Work required
The records below are to be copied word for word, with every picture left out.

── Data under study

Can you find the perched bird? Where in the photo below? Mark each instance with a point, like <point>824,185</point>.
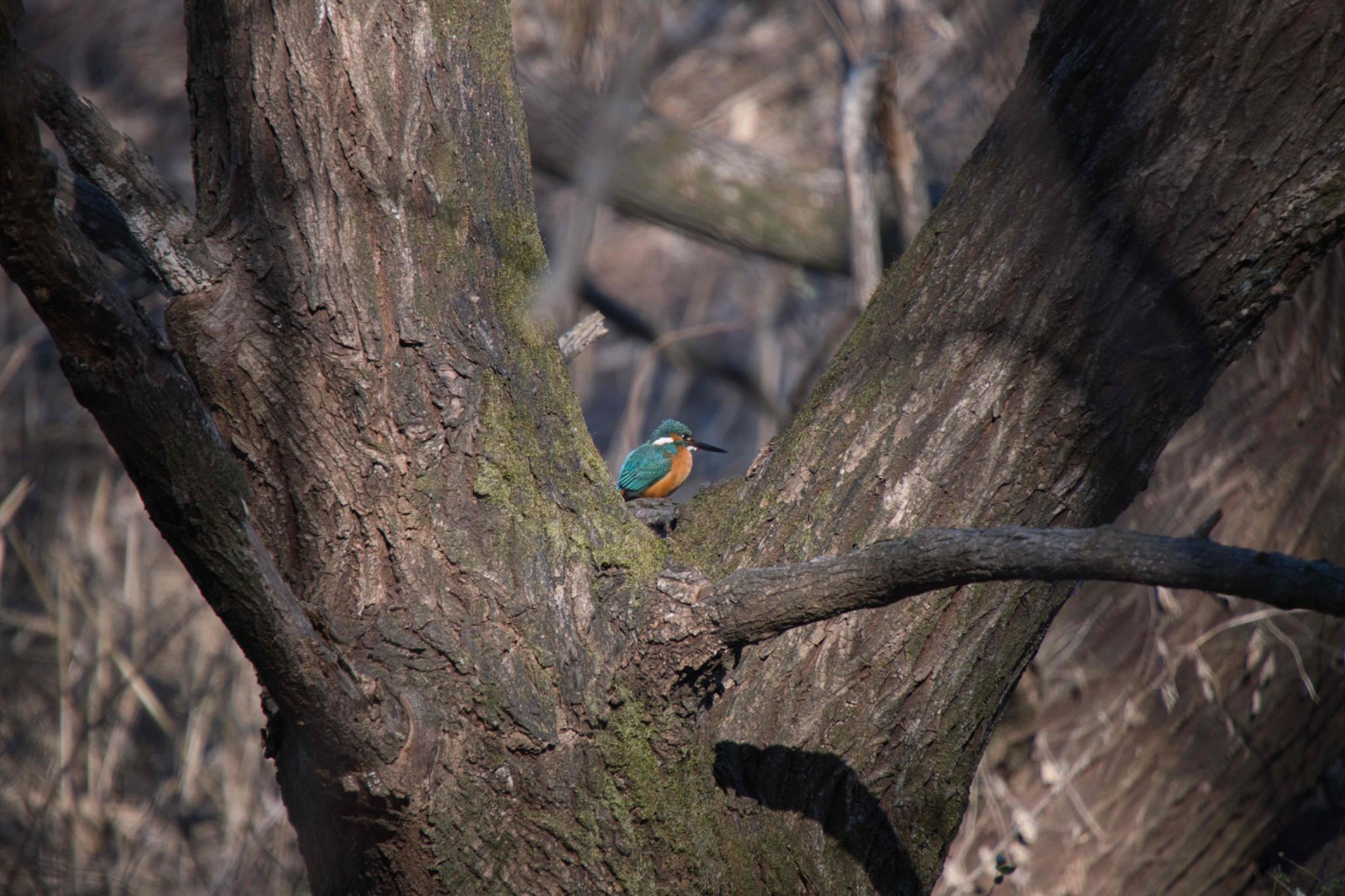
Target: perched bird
<point>662,464</point>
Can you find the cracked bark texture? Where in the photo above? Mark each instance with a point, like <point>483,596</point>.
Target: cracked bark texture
<point>1180,723</point>
<point>428,490</point>
<point>1025,367</point>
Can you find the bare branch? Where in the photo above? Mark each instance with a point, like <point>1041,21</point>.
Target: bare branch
<point>707,187</point>
<point>906,161</point>
<point>753,605</point>
<point>148,408</point>
<point>577,337</point>
<point>109,160</point>
<point>681,354</point>
<point>858,108</point>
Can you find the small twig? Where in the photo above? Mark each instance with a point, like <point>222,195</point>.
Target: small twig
<point>858,108</point>
<point>627,431</point>
<point>109,160</point>
<point>577,337</point>
<point>628,320</point>
<point>906,163</point>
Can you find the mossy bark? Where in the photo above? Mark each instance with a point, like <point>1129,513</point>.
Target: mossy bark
<point>432,499</point>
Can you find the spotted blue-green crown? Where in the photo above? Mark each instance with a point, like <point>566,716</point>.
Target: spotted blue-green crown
<point>670,427</point>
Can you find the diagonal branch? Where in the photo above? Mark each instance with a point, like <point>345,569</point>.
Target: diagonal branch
<point>755,605</point>
<point>110,161</point>
<point>150,410</point>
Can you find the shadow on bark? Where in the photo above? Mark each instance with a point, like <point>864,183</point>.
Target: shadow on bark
<point>821,786</point>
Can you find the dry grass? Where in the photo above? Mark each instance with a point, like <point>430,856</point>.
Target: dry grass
<point>132,759</point>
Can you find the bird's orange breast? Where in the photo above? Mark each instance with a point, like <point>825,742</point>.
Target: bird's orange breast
<point>676,476</point>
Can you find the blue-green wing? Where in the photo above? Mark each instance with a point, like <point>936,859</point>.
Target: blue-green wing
<point>645,467</point>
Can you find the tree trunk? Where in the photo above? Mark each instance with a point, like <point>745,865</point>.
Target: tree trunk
<point>505,710</point>
<point>1164,740</point>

────

Solution to this problem
Can you find the perched bird? Where in the photo below? Mark each instance with a point, like <point>824,185</point>.
Target: perched bird
<point>662,464</point>
Can you find the cracked bark texture? Where in the photo above? Mark each instance with a point, like <point>483,596</point>.
Target: cracked bark texture
<point>1180,723</point>
<point>428,490</point>
<point>1025,367</point>
Can you find the bare branch? Where in the photo above? Mark each instance with a point, like <point>1041,21</point>.
Target: bare branch
<point>707,187</point>
<point>906,161</point>
<point>753,605</point>
<point>148,408</point>
<point>577,337</point>
<point>109,160</point>
<point>681,354</point>
<point>858,108</point>
Can you find the small twig? Where in the photo above? Mark each instance with a point, like <point>222,195</point>.
Target: small twig
<point>858,108</point>
<point>627,431</point>
<point>109,160</point>
<point>577,337</point>
<point>628,320</point>
<point>906,163</point>
Can you find the mossy bark? Where in the photo above? Mark each instance with a point, like <point>1129,513</point>.
Target: mossy bark
<point>432,499</point>
Can you find the spotted blue-green crown? Where in the photo above? Mark each instance with a point, like <point>566,716</point>.
Target: spotted blue-green crown
<point>670,427</point>
Can you find the diagonal branch? Where in the photo above? Mark each instance with a point, like <point>345,569</point>.
Target: diagonal branch
<point>755,605</point>
<point>110,161</point>
<point>150,410</point>
Can you find the shadow on bark? Where in the photo above? Mark each instance with a point, like <point>864,183</point>.
Target: shadow on bark
<point>821,786</point>
Can you find the dry grass? Where in the photo above? Mark each instance with a point, like <point>430,856</point>.
Target: dry grass
<point>132,759</point>
Can you find the bird's orange breast? Where in the photo above? Mark each instance with a point, like <point>825,742</point>.
Target: bird's orange breast
<point>676,476</point>
Can you find the blue-green wing? Where in the photo above? Mark each instance with a point, like <point>936,859</point>.
Target: blue-green wing
<point>645,467</point>
Can you find the tree trunk? Where in the photo above? Mark each instance with a point, like <point>745,865</point>.
Target: tree trunk
<point>505,710</point>
<point>1164,740</point>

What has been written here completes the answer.